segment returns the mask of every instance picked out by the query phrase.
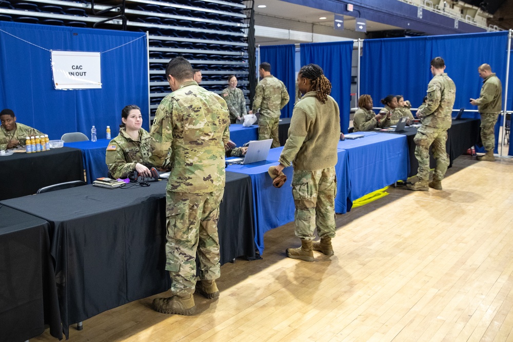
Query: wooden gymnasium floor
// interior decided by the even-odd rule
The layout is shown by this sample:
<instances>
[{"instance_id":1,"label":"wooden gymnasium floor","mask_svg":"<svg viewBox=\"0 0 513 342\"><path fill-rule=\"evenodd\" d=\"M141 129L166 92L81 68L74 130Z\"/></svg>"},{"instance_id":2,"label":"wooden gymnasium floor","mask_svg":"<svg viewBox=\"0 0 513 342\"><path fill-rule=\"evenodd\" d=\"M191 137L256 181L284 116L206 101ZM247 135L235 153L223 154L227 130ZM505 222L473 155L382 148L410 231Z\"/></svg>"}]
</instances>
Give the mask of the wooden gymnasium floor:
<instances>
[{"instance_id":1,"label":"wooden gymnasium floor","mask_svg":"<svg viewBox=\"0 0 513 342\"><path fill-rule=\"evenodd\" d=\"M69 340L513 340L513 159L462 156L443 185L390 188L339 215L331 259L287 258L293 224L269 232L263 259L224 265L220 297L195 295L194 316L154 311L155 296Z\"/></svg>"}]
</instances>

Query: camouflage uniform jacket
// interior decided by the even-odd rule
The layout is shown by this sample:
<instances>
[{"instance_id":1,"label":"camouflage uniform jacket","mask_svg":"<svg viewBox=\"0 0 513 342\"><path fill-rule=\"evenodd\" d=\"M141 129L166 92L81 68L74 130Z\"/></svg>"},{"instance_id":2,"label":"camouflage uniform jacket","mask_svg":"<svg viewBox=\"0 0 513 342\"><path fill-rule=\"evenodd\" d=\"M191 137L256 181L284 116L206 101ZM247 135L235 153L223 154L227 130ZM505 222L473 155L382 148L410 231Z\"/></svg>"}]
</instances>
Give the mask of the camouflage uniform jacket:
<instances>
[{"instance_id":1,"label":"camouflage uniform jacket","mask_svg":"<svg viewBox=\"0 0 513 342\"><path fill-rule=\"evenodd\" d=\"M354 113L353 118L353 126L355 132L370 131L376 127L385 127L389 124L386 118L382 118L380 122L376 119L376 114L372 109L366 109L360 107Z\"/></svg>"},{"instance_id":2,"label":"camouflage uniform jacket","mask_svg":"<svg viewBox=\"0 0 513 342\"><path fill-rule=\"evenodd\" d=\"M246 99L242 89L236 88L232 90L227 87L223 90L221 96L228 105L230 118L236 119L238 116L244 117L246 114Z\"/></svg>"},{"instance_id":3,"label":"camouflage uniform jacket","mask_svg":"<svg viewBox=\"0 0 513 342\"><path fill-rule=\"evenodd\" d=\"M390 116L390 118L388 118L388 115L389 113L391 113L392 115ZM381 124L383 126L380 127L387 127L389 126L390 125L394 125L394 124L392 123L392 117L393 116L393 109L388 107L387 105L385 105L385 107L380 111L380 114L383 117L380 120L380 124ZM386 122L382 123L383 121L385 121ZM397 120L397 124L399 122L399 120Z\"/></svg>"},{"instance_id":4,"label":"camouflage uniform jacket","mask_svg":"<svg viewBox=\"0 0 513 342\"><path fill-rule=\"evenodd\" d=\"M27 136L42 135L42 133L37 130L23 124L16 123L16 128L12 131L7 131L4 126L0 127L0 150L5 150L11 139L17 140L19 145L25 146ZM13 148L16 146L13 146Z\"/></svg>"},{"instance_id":5,"label":"camouflage uniform jacket","mask_svg":"<svg viewBox=\"0 0 513 342\"><path fill-rule=\"evenodd\" d=\"M500 113L502 107L502 84L493 73L483 80L479 98L476 99L480 113Z\"/></svg>"},{"instance_id":6,"label":"camouflage uniform jacket","mask_svg":"<svg viewBox=\"0 0 513 342\"><path fill-rule=\"evenodd\" d=\"M427 85L426 107L417 113L422 125L435 128L450 128L456 96L456 86L447 73L433 76Z\"/></svg>"},{"instance_id":7,"label":"camouflage uniform jacket","mask_svg":"<svg viewBox=\"0 0 513 342\"><path fill-rule=\"evenodd\" d=\"M288 92L283 82L272 75L266 76L256 85L253 98L253 112L256 113L260 109L261 115L280 117L280 110L288 101Z\"/></svg>"},{"instance_id":8,"label":"camouflage uniform jacket","mask_svg":"<svg viewBox=\"0 0 513 342\"><path fill-rule=\"evenodd\" d=\"M150 132L150 162L160 167L170 153L169 191L205 193L224 188L228 125L226 102L193 81L162 99Z\"/></svg>"},{"instance_id":9,"label":"camouflage uniform jacket","mask_svg":"<svg viewBox=\"0 0 513 342\"><path fill-rule=\"evenodd\" d=\"M287 142L280 163L294 170L313 171L337 164L337 146L340 139L339 105L328 96L326 103L309 91L294 106Z\"/></svg>"},{"instance_id":10,"label":"camouflage uniform jacket","mask_svg":"<svg viewBox=\"0 0 513 342\"><path fill-rule=\"evenodd\" d=\"M105 163L114 178L126 178L135 170L135 164L149 166L150 134L139 129L137 140L133 140L126 129L120 129L120 134L109 143L105 152Z\"/></svg>"}]
</instances>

● ● ● ● ● ● ●

→ **WORK TO COMPLETE**
Select every line above that contains the string "floor", copying each one in full. Matching is case-sensitive.

→ **WRITTEN RESPONSE**
Query: wooden gymnasium floor
[{"instance_id":1,"label":"wooden gymnasium floor","mask_svg":"<svg viewBox=\"0 0 513 342\"><path fill-rule=\"evenodd\" d=\"M141 129L166 92L81 68L74 130Z\"/></svg>"},{"instance_id":2,"label":"wooden gymnasium floor","mask_svg":"<svg viewBox=\"0 0 513 342\"><path fill-rule=\"evenodd\" d=\"M191 137L256 181L284 116L206 101ZM247 135L235 153L223 154L227 130ZM505 222L473 155L382 148L410 231Z\"/></svg>"}]
Give the mask of the wooden gymnasium floor:
[{"instance_id":1,"label":"wooden gymnasium floor","mask_svg":"<svg viewBox=\"0 0 513 342\"><path fill-rule=\"evenodd\" d=\"M69 340L513 340L513 159L462 156L443 185L390 188L339 215L331 259L287 258L293 224L269 232L263 259L224 265L220 297L195 295L194 316L154 311L155 296Z\"/></svg>"}]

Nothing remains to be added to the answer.